===== Texto para leitura
Essa relação entre masculinidade e violência é recorrente em pesquisas acadêmicas. O estudo “Gênero e violência sexual contra crianças: um debate sobre relações de poder”, publicado pela Universidade Federal do Paraná (UFPR), indica que as desigualdades de gênero estruturam práticas de abuso, consolidando a ideia de poder e dominação masculina no imaginário social.
Segundo o estudo, publicado na revista Interação em Psicologia:
“O processo de socialização e construção das identidades dos sujeitos é marcado por práticas e discursos que incidem continuamente sobre os corpos desde sua gestação. Modelos hegemônicos de masculinidades e feminilidades atravessam as vivências dos sujeitos, produzindo marcas, relações de poder, possibilidades e proibições."
"Assim, compreende-se o gênero enquanto categoria de análise produtora de relações de poder assimétricas que, entre outros fatores, contribuem para a reprodução da violência sexual contra crianças e adolescentes.”
O artigo reforça ainda que elementos como machismo, patriarcado e adultocentrismo, aliados a desigualdades sociais, são fatores determinantes na violência sexual infantojuvenil, exigindo políticas públicas e ações que questionem e enfrentem essas normativas de gênero.
Quanto ao chamado “adultocentrismo”, Pedro Alisson explica que o conceito descreve a posição de poder que adultos (ou adolescentes mais velhos) exercem sobre crianças. Nos casos acompanhados pelo Projeto Elos, os atos infracionais são geralmente cometidos contra vítimas de igual idade ou significativamente mais novas, o que provaria essa lógica de dominação baseada na idade.
Diante desse cenário, os motivos que levam adolescentes a cometerem violência sexual não podem ser vistos de forma isolada.
Eles revelam um emaranhado de fatores individuais, familiares e sociais, que vão desde traumas anteriores até padrões estruturais de gênero e falhas na rede de proteção. Para especialistas, compreender essas múltiplas camadas é o primeiro passo para formular estratégias que realmente quebrem o ciclo da violência.
Se os números revelam a gravidade da violência sexual cometida por adolescentes no Ceará, iniciativas locais mostram que há caminhos possíveis para interromper esse ciclo.
Um dos exemplos mais expressivos é o Projeto Elos de Proteção, desde 2022 em Fortaleza. O projeto adota uma abordagem multidisciplinar e humanizada, entendendo que enfrentar a violência sexual exige muito mais do que punição.
==========
===== Registros
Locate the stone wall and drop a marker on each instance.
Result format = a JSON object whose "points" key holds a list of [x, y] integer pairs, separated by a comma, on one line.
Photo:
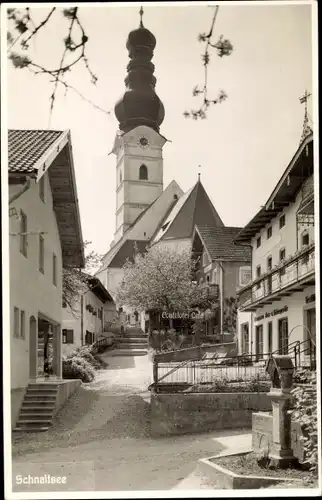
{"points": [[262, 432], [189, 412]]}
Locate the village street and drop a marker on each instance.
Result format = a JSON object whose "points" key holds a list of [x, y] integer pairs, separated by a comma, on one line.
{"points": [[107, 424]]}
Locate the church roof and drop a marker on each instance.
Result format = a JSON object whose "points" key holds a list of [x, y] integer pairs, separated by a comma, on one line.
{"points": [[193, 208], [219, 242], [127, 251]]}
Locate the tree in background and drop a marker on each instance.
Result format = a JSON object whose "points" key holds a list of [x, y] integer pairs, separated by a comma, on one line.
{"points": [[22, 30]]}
==========
Atividades propostas:
1. Segundo o texto para leitura, desde que ano o Projeto Elos de Proteção atua em Fortaleza?
2. Com base no texto para leitura, explique por que os motivos que levam adolescentes a cometerem violência sexual não podem ser vistos de forma isolada.
3. Devolva, sem nenhuma alteração, o trecho do texto para leitura entre "Quanto ao chamado" e "baseada na idade.", ambos inclusive.

Respostas comentadas:
1. Desde 2022.

2. Esses motivos revelam um emaranhado de fatores individuais, familiares e sociais. Esses fatores vão desde traumas anteriores até padrões estruturais de gênero e falhas na rede de proteção.

3.
Quanto ao chamado “adultocentrismo”, Pedro Alisson explica que o conceito descreve a posição de poder que adultos (ou adolescentes mais velhos) exercem sobre crianças. Nos casos acompanhados pelo Projeto Elos, os atos infracionais são geralmente cometidos contra vítimas de igual idade ou significativamente mais novas, o que provaria essa lógica de dominação baseada na idade.